==== Texto do documento

Obra traz correspondência entre escritores, que durou três anos, até 45

Mário queria tirar Sabino da corda bamba

MARCELO PEN
CRÍTICO DA FOLHA

Em 1944, Mário de Andrade escreveu ao então jovem escritor mineiro Paulo Mendes Campos: "Tenho uma enorme esperança em você, muita no Hélio [Pellegrino], alguma no Otto [Lara Resende] e nenhuma no Fernando [Sabino]". A carta deitou azeite no fogo.
Sabino, que andava melindrado com o comportamento do papa do modernismo, de quem podia ser considerado pupilo, estrilou de vez escrevendo-lhe: "Quanta humildade eu precisava ter, nesta carta que será longa e arrancada à força -para que ela não te fira apenas, mas ferindo te faça me escutar, que eu preciso de você, e você está se negando a me ouvir".

========
==== Itens extraídos

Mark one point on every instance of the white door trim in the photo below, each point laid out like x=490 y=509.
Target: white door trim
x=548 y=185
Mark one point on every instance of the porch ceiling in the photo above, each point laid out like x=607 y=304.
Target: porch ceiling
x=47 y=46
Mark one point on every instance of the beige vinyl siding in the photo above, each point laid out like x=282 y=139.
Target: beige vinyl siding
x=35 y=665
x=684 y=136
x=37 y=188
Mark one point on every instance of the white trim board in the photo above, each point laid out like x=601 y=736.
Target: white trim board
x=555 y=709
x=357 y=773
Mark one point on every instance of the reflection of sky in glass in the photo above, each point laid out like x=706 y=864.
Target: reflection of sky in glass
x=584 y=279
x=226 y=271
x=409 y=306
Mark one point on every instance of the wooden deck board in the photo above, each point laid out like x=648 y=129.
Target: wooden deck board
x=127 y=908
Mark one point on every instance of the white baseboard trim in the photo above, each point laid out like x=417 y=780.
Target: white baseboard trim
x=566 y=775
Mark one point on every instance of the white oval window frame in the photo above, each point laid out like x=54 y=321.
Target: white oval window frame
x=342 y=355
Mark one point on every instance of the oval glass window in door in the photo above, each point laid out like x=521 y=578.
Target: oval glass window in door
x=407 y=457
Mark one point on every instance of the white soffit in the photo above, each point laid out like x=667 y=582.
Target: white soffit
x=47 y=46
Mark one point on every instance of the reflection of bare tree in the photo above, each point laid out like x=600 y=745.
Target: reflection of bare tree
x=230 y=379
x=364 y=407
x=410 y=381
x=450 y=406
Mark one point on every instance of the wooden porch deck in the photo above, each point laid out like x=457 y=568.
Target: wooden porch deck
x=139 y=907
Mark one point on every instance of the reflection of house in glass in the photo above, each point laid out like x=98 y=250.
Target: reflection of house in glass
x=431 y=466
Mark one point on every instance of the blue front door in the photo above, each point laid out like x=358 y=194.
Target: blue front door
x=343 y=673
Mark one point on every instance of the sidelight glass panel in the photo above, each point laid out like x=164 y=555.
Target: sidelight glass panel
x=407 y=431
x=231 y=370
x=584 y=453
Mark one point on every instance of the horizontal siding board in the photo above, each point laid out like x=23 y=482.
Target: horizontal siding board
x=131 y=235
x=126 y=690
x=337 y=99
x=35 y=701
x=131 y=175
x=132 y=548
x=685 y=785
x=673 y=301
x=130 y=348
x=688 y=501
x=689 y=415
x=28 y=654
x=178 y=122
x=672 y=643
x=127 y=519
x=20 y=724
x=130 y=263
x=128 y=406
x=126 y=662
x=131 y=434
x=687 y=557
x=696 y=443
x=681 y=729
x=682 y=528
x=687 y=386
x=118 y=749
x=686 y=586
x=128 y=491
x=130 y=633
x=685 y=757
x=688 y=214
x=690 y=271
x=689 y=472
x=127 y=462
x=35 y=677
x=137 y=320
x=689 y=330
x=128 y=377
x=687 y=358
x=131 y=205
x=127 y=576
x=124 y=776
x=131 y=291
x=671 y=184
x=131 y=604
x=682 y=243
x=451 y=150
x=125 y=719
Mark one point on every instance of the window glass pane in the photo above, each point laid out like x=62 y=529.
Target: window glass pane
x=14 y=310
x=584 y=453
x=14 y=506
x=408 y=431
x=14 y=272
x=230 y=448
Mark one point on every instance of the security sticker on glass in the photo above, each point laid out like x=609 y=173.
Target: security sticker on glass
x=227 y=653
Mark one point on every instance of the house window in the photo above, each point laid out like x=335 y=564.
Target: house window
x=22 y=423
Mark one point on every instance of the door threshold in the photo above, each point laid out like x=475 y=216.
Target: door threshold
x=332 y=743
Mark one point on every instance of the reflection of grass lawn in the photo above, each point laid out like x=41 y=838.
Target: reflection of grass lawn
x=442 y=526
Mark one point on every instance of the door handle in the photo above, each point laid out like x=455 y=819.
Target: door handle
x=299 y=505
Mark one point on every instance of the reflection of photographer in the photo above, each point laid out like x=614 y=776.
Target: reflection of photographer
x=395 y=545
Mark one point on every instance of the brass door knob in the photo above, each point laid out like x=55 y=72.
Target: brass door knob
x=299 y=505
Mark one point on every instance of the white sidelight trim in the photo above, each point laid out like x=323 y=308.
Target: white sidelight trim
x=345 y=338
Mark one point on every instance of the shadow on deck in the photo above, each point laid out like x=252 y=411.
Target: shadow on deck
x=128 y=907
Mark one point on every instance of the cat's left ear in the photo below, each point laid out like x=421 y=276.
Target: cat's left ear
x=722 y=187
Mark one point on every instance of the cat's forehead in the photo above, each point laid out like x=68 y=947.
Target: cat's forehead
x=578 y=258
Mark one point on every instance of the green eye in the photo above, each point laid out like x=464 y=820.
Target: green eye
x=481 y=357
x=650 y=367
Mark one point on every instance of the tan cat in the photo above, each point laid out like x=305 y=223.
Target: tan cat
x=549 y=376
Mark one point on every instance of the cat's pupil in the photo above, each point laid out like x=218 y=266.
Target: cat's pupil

========

### Requisitos do exercício
Reescreva o trecho da reportagem sobre as cartas de Mário de Andrade de "Mário queria tirar" até "azeite no fogo.", trocando "carta" por "mensagem". Os itens não têm papel algum aqui.

### Resultado da tarefa
Mário queria tirar Sabino da corda bamba

MARCELO PEN
CRÍTICO DA FOLHA

Em 1944, Mário de Andrade escreveu ao então jovem escritor mineiro Paulo Mendes Campos: "Tenho uma enorme esperança em você, muita no Hélio [Pellegrino], alguma no Otto [Lara Resende] e nenhuma no Fernando [Sabino]". A mensagem deitou azeite no fogo.